## Record excerpts:
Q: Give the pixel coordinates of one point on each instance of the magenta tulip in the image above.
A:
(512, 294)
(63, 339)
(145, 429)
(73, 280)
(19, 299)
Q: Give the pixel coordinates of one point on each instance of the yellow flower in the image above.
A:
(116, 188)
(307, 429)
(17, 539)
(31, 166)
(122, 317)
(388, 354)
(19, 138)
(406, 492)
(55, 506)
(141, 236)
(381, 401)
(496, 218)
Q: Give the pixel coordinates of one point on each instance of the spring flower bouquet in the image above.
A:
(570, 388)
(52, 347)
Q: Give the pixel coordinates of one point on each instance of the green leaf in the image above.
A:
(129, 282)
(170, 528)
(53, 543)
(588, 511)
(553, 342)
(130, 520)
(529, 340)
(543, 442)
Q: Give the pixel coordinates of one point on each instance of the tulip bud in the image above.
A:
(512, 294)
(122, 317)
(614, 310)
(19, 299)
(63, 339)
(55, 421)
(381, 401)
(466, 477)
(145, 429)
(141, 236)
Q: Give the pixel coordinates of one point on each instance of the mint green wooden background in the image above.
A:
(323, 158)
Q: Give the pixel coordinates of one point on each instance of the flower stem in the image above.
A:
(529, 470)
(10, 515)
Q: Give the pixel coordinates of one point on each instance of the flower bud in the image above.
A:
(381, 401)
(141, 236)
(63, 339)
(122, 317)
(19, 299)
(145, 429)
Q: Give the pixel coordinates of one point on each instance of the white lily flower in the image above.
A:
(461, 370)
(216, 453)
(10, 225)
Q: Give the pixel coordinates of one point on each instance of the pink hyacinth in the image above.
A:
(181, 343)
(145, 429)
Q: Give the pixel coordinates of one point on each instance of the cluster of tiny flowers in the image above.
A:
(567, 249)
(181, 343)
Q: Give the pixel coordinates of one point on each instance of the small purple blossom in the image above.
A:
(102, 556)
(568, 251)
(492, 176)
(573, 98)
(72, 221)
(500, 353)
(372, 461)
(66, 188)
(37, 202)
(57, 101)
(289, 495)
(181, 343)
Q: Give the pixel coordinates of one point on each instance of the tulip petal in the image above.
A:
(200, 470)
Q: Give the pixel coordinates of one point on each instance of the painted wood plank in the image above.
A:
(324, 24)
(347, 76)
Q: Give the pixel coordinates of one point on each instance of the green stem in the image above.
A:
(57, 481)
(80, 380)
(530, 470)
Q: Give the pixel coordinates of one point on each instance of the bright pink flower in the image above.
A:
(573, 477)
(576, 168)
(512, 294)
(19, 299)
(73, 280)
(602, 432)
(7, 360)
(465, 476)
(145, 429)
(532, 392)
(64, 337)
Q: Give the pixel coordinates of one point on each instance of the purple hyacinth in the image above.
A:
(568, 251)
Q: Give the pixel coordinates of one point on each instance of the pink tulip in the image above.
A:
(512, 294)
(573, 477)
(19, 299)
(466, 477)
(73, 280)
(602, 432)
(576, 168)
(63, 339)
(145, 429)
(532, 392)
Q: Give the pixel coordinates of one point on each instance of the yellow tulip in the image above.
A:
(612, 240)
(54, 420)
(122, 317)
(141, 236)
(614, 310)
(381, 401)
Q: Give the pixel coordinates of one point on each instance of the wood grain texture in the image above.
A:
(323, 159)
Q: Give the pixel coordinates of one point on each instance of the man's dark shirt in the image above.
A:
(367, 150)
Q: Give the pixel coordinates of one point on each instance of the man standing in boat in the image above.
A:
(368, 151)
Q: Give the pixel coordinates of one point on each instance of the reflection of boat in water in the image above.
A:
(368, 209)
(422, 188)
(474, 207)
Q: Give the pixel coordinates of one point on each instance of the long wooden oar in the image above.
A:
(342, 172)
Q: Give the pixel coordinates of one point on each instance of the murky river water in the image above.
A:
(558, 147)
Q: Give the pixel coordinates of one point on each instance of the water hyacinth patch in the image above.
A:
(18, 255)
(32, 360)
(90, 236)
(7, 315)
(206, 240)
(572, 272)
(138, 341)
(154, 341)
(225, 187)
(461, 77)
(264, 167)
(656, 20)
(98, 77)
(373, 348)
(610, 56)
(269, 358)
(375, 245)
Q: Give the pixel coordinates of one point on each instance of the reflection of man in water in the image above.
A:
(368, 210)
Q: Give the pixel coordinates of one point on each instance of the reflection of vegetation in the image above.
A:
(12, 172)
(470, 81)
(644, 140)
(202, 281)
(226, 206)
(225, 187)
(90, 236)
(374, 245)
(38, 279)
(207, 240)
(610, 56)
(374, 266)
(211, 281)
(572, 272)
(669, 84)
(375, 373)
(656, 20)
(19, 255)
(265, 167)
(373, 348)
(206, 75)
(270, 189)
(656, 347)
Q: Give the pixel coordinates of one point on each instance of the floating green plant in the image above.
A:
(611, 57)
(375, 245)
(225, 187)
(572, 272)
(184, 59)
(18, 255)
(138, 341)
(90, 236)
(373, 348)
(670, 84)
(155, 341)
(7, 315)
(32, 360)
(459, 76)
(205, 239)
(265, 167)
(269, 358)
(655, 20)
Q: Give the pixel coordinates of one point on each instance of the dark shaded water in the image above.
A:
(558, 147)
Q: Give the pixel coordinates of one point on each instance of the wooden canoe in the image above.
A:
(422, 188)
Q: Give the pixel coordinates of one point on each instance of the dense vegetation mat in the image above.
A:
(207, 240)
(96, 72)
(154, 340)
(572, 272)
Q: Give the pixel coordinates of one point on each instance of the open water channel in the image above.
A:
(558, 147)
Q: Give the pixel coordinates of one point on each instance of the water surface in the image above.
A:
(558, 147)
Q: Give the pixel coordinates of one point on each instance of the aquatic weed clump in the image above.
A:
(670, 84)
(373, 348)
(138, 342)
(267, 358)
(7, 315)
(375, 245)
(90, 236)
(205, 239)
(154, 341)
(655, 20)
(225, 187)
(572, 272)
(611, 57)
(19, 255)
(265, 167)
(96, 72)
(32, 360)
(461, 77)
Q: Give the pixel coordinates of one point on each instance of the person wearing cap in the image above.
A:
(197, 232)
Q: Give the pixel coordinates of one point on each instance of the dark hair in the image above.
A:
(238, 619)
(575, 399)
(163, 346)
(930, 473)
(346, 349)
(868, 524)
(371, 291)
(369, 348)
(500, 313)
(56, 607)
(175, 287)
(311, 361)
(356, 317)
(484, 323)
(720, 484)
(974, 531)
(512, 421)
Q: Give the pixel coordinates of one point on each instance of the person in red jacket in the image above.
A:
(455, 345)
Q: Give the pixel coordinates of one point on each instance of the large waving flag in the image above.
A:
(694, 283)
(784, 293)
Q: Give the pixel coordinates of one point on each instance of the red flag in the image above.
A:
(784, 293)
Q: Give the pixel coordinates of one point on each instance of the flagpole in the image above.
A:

## Task requirements:
Take the line that contains "hair in the image above." and every line after it to the end of the entries above, and reproduce them exactly.

## Response area:
Q: Give the pixel coordinates of one point on each instance of the dark hair in the image above.
A:
(238, 619)
(575, 399)
(163, 346)
(930, 473)
(346, 349)
(868, 524)
(371, 291)
(369, 348)
(500, 313)
(56, 607)
(175, 287)
(311, 361)
(356, 317)
(484, 323)
(720, 484)
(974, 531)
(512, 421)
Q: Give the pixel coordinates of one point on each instance of the person in red jacket in the image above.
A:
(455, 345)
Q: Give the pixel coordinates of one point on each instance of the large waving flag in the image above.
A:
(694, 283)
(784, 293)
Q: Give the pixel coordinates of one point on each instance of the red flag in the image above.
A:
(784, 293)
Q: Give the pixel coordinates of one point on each instance of the flagpole in the image above.
A:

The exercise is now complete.